Text segment:
Hi,
probably this has been asked already but I did not find a reference.
According to the Xerces documentation the internal representation of strings is
UTF-16. When I tried Xerces on OS X where XMLCh is defined as a uint_16 and try
to convert from the current locale („de-DE“) to an XMLCh string representation
by:
char const* inputSource = "\U0001F600";
XMLCh* outputCharacter = XMLString::transcode(inputSource);
This obviously does not work. The output is one character with the value 62976.
Looking at the XMLString::transcode method (based on
IconvLCPTranscoder::transcode)it is obvious that it does not work because on OS
X:
- the size of wchar_t is 32 bit;
- XMLString::transcode copies the output of mbsrtowcs (wide characters of 32
bit into a 16 bit XMLCh buffer).
while(true)
{
size_t len = ::mbsrtowcs(tmpString + dstCursor, &src, resultSize -
dstCursor, &st); // len is based on 32 bit
if (len == TRANSCODING_ERROR)
{
dstCursor = 0;
break;
}
dstCursor += len;
if (src == 0) // conversion finished
break;
if (dstCursor >= resultSize - 1)
reallocString<wchar_t>(tmpString, resultSize, manager, tmpString !=
localBuffer);
}
// make a final copy, converting from wchar_t to XMLCh:
XMLCh* resultString = (XMLCh*)manager->allocate((dstCursor + 1) *
sizeof(XMLCh)); // result string is based on 16 bit
size_t i;
for (i=0; i<dstCursor; ++i)
resultString[i] = tmpString[i]; // 32 bit number is stored in 16 bit
number
Therefore, I have two questions:
1) is „configure“ wrongly configured to use for XMLCh a uint_16?
2) how will the result be converted in any case to a UTF-16 encoding?
Best regards,
Hartwig

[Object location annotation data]
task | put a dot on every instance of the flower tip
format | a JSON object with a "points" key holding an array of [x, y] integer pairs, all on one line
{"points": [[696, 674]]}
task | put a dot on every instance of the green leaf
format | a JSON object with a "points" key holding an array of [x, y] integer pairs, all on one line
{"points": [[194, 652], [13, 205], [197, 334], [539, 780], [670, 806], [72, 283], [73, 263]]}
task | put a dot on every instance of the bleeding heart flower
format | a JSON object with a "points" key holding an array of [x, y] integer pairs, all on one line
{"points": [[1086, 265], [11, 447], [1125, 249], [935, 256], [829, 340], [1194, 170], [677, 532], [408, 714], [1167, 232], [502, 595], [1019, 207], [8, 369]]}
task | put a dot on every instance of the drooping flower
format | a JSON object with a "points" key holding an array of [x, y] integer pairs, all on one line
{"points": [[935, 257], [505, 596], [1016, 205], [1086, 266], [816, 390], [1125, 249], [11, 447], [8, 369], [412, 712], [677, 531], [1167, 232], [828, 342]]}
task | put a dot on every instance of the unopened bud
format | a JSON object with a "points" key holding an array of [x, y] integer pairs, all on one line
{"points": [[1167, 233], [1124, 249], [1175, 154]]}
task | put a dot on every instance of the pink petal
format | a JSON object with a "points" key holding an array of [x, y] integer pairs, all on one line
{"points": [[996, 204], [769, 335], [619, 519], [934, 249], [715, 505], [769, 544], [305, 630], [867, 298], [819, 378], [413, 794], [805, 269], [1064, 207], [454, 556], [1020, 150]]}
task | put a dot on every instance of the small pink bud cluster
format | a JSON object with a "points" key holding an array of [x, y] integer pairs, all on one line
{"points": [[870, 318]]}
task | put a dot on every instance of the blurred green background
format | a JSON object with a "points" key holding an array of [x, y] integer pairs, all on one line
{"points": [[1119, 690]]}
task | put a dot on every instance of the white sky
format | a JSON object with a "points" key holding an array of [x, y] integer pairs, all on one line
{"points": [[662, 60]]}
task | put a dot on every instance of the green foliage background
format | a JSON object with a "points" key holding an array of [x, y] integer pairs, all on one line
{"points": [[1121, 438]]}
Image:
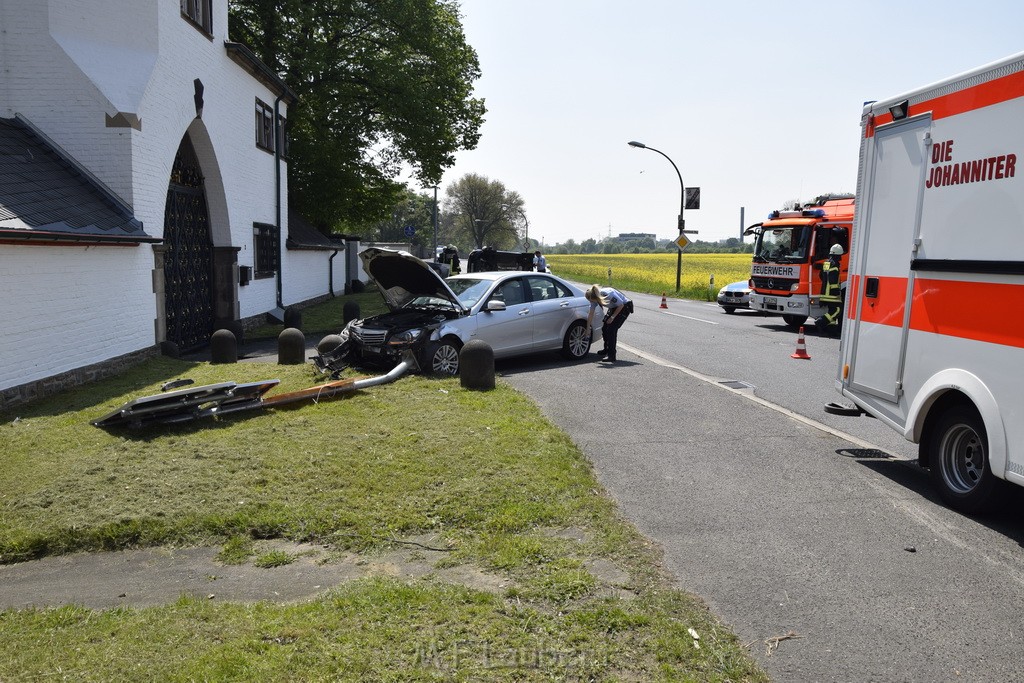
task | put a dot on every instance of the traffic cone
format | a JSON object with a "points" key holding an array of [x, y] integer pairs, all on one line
{"points": [[801, 347]]}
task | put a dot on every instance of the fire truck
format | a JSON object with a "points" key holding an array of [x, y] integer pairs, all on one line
{"points": [[933, 343], [790, 249]]}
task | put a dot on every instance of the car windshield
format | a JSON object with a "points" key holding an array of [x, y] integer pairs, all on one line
{"points": [[782, 245], [469, 290]]}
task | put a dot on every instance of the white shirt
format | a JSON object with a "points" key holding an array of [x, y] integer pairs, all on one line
{"points": [[614, 297]]}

To be done:
[1] Shorten the paragraph of the Xerces post that begins "Looking at the XMLString::transcode method" while keeping its main facts.
[2] Return the passage of the Xerces post from "resultString[i] = tmpString[i];" up to and including "a UTF-16 encoding?", copied word for word.
The records play no part in the work that comes next.

Task answers:
[1] On OS X, XMLString::transcode (based on IconvLCPTranscoder::transcode) fails for two reasons. First, wchar_t is 32 bits wide there. Second, the method copies the 32-bit wide characters produced by mbsrtowcs into a 16-bit XMLCh buffer.

[2]
resultString[i] = tmpString[i]; // 32 bit number is stored in 16 bit
number
Therefore, I have two questions:
1) is „configure“ wrongly configured to use for XMLCh a uint_16?
2) how will the result be converted in any case to a UTF-16 encoding?